Only the number is needed. Please count the lines below in which the word "river" occurs.

**Data excerpts:**
--------------------

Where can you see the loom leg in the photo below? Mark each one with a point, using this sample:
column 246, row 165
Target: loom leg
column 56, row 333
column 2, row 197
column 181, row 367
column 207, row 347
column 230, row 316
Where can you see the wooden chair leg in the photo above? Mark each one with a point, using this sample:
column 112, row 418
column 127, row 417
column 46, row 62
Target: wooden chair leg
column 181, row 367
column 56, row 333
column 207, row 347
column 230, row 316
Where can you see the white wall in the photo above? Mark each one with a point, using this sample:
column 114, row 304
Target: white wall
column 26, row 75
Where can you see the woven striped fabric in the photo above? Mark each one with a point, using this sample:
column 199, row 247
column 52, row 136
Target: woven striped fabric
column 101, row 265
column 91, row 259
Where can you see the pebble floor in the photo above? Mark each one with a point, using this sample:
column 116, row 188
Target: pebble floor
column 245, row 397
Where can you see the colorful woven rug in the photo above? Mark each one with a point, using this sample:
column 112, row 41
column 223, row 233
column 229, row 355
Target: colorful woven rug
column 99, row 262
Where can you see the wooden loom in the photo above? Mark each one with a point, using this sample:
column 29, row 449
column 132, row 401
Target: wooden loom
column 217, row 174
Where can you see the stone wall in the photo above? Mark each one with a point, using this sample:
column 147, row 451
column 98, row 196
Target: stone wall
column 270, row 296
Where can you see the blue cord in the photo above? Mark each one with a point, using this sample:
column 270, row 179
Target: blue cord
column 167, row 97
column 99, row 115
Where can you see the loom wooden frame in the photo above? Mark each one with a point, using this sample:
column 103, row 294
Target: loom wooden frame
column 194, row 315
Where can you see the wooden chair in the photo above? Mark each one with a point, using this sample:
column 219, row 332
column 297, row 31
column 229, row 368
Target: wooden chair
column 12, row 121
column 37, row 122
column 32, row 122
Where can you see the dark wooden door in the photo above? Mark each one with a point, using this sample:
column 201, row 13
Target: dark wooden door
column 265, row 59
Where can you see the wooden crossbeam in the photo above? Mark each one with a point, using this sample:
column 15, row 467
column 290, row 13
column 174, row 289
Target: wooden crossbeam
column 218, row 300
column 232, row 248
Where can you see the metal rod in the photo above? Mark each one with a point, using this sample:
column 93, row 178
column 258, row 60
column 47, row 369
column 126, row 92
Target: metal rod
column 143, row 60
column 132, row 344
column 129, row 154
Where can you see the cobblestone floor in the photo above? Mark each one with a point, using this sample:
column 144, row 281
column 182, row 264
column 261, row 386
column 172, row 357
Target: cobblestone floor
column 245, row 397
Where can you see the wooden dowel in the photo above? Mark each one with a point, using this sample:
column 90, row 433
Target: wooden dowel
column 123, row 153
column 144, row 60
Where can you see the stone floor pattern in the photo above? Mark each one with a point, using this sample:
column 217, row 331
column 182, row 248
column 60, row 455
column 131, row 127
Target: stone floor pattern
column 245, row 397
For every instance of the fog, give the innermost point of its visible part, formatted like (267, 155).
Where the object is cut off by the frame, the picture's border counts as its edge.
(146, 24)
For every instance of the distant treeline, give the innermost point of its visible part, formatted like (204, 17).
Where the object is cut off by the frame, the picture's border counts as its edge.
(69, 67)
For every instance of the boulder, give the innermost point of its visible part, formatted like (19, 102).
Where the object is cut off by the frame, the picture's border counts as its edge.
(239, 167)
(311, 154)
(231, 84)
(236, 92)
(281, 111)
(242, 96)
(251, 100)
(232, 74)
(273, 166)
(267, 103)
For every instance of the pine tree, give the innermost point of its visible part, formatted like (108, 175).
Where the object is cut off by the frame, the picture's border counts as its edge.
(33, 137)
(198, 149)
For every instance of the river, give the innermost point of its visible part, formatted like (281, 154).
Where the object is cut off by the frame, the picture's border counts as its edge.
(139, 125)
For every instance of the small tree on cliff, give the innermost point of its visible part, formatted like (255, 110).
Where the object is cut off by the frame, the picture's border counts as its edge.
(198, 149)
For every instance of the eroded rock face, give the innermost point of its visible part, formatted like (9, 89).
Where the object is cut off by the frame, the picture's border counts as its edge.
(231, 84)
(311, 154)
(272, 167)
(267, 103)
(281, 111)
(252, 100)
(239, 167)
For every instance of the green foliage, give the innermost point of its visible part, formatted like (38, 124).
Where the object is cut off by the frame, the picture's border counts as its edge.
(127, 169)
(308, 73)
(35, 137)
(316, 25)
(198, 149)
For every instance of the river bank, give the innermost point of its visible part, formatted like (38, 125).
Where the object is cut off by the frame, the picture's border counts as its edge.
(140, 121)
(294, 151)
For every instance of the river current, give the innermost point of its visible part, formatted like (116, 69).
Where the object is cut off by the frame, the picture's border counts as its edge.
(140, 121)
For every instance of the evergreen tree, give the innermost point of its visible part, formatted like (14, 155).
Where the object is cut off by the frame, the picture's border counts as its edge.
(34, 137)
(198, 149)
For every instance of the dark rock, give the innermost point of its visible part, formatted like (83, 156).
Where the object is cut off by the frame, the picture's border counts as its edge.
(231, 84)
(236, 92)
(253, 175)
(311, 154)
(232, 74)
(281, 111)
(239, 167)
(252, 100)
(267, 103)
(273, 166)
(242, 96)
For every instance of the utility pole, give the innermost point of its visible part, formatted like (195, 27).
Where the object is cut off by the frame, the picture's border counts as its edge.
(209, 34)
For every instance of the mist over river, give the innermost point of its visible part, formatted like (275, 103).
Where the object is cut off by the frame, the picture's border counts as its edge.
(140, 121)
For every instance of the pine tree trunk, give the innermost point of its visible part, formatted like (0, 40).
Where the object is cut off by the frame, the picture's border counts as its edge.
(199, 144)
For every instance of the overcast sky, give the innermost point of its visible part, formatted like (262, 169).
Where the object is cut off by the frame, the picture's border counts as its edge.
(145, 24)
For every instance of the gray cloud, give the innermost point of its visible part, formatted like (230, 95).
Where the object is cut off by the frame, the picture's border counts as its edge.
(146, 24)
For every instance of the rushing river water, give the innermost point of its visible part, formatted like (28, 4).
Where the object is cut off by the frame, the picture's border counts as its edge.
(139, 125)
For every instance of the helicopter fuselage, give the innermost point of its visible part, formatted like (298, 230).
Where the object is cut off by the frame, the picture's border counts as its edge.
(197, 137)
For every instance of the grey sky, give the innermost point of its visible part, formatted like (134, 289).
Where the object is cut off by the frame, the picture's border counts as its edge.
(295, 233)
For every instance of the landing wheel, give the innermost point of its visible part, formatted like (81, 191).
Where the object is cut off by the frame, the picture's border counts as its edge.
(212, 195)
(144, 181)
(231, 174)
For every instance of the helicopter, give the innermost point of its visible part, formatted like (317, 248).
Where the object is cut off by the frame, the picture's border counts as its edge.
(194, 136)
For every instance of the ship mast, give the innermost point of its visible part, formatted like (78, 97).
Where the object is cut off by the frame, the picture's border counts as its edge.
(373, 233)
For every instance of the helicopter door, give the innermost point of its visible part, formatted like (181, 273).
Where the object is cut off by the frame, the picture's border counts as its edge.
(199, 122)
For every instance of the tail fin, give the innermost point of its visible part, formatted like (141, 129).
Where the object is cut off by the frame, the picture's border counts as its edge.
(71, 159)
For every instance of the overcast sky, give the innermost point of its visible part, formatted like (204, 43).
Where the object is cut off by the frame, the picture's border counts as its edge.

--------------------

**Answer:** 5